EXERCISE INSTRUCTIONS: List each line in the records below that contains the word "stump", copying every such line in full.

DATA TO PROCESS:
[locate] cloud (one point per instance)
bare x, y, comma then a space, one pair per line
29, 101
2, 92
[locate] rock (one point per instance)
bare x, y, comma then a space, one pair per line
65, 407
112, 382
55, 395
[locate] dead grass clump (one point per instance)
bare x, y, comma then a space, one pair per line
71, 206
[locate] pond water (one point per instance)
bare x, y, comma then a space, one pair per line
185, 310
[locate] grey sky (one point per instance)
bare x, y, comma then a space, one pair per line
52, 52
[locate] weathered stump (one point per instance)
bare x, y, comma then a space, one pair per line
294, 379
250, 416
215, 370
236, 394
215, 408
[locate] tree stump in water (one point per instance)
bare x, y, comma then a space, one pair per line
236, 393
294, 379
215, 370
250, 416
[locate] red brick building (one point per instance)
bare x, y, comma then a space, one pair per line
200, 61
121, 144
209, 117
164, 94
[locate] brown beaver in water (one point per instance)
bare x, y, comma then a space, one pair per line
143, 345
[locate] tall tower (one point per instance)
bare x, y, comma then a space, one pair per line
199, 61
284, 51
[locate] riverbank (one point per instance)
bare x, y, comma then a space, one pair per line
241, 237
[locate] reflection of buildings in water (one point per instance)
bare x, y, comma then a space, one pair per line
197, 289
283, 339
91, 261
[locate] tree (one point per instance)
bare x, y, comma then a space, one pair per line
--
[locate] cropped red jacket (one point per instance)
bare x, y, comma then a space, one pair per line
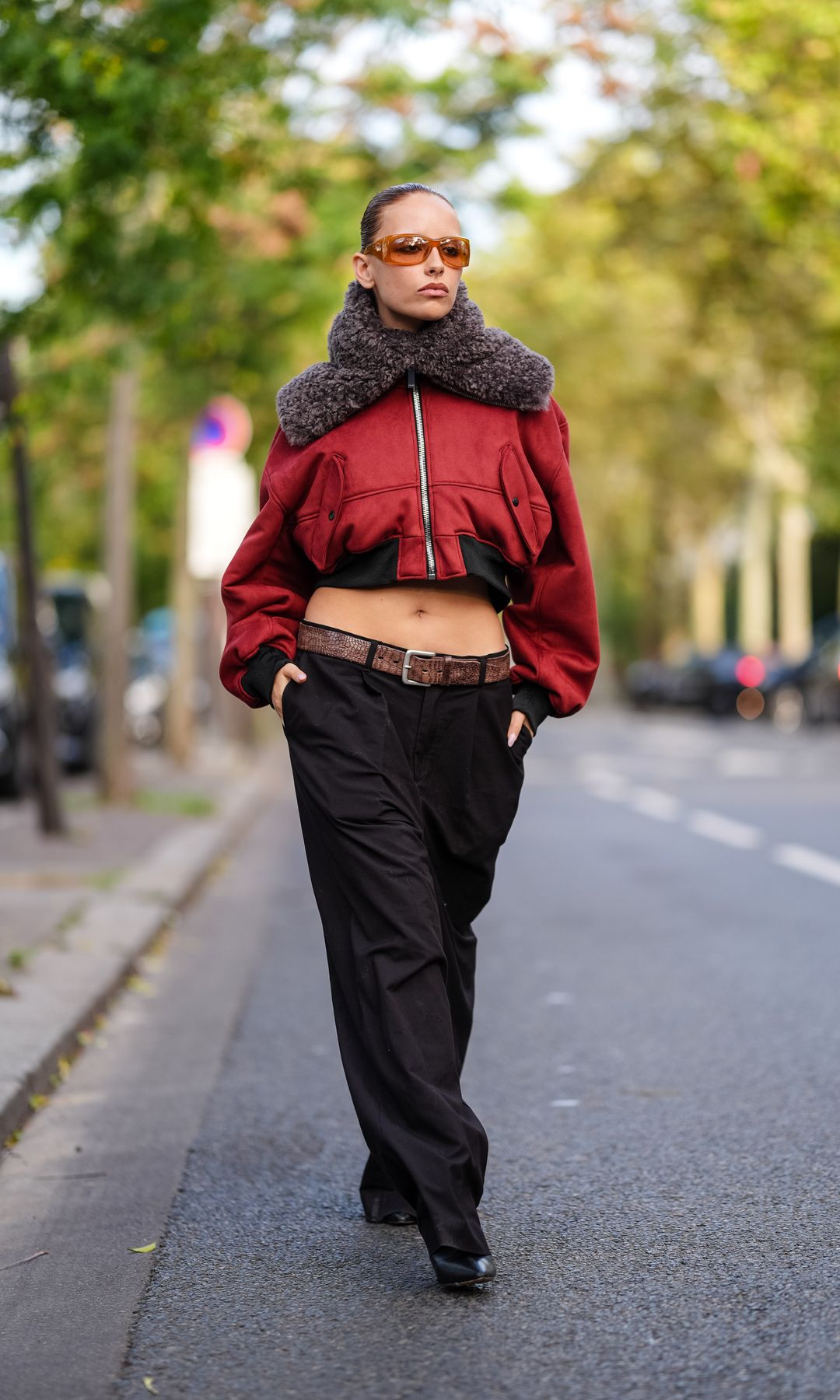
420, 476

ANSWER BELOW:
[locate] weathered stump (one point per instance)
[locate] tree stump in water (one point per instance)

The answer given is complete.